Discussion in 'The Garage' started by inxs, Oct 4, 2009.

  1. retiredgentleman

    retiredgentleman XS650 Guru Top Contributor

    You have a super nice bike there. I see no need to do anything to it, other than a different seat, if that suits you better. Looks like the stock rototiller bars have been changed, and that's a good thing.

    With such low miles, the steering bearings, swing arm bushings, and rear shocks should all be in great condition. The TCI ignition is an excellent ignition, why change that??

    Pods and pipes...................everybody changes those, why not be different from the crowd and keep the stock air box and exhaust.

    Blueing of the right exhaust.....................running too lean perhaps.
    .
     
  2. walden22

    walden22 XS650 Member

    Retiredgentleman,

    You think the bars were changed? I assumed stock as they have the welded in bar end weights and the crosshatch matches perfectly. Also the bend is parallel to the brake fluid reservoir.

________

### Tasks
1. Reproduce the motorcycle forum thread word for word, everything from "1. retiredgentleman" down to "a good thing.".
2. Supply what comes next in the motorcycle forum thread, continuing it from the point where it stops.

________

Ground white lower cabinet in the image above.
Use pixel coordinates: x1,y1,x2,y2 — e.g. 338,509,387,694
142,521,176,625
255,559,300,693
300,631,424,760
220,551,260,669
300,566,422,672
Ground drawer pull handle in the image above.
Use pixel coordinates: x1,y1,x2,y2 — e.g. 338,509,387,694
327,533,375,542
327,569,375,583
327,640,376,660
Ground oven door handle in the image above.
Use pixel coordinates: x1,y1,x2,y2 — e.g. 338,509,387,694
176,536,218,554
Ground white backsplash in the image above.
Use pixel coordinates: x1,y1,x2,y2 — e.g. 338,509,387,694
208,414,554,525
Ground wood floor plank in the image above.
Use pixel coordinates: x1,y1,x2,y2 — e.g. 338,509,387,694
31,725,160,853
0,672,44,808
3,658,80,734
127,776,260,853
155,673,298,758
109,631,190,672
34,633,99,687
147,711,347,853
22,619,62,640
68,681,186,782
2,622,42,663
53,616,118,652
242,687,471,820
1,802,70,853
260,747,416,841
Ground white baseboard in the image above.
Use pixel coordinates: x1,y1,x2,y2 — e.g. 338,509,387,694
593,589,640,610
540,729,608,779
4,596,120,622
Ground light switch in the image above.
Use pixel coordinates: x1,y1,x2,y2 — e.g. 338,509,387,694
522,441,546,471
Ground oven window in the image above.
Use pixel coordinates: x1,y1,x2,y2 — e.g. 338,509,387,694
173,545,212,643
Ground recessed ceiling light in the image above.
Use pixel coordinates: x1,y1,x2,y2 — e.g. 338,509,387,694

________

### Expected responses
1.
1. retiredgentleman

    retiredgentleman XS650 Guru Top Contributor

    You have a super nice bike there. I see no need to do anything to it, other than a different seat, if that suits you better. Looks like the stock rototiller bars have been changed, and that's a good thing.

2.
    Blueing is equal on both right and left. All the rubber pieces in the carb are dried out, guy i bought it from was original owner who had a friend 'get it running' a few years ago. I suspect it was ridden 100miles or so with an air leak causing a lean condition. When I opened the carbs the pilot jet plugs, float needle, mixture screw o ring were all loose and dried out. I just did a total carb rebuild. still have a slight clanking sound in the motor. not sure if that is normal or if its a cam/valve adjustment needed. I will check them soon and then post a video to see if anyone else knows. Might be normal. Needs pipes, bike is too quiet for me, mostly hearing engine noises and little to no exhaust note. Emission standards in early 80s were miserable. Also they were factory lean... not a good thing at all. So needs to be fixed.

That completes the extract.